TASK DESCRIPTION >> Write out every entry exactly as it stands.

Start of Block

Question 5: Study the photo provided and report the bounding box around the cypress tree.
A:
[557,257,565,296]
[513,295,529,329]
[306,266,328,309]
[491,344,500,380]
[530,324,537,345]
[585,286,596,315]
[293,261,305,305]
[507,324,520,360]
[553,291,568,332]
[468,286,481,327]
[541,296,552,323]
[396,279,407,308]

End of Block

TASK SOLUTION >>
Question 5: Study the photo provided and report the bounding box around the cypress tree.
A:
[557,257,565,296]
[513,295,529,329]
[306,266,328,309]
[491,344,500,380]
[530,324,537,345]
[585,286,596,315]
[293,261,305,305]
[507,324,520,360]
[553,291,568,332]
[468,286,481,327]
[541,296,552,323]
[396,279,407,308]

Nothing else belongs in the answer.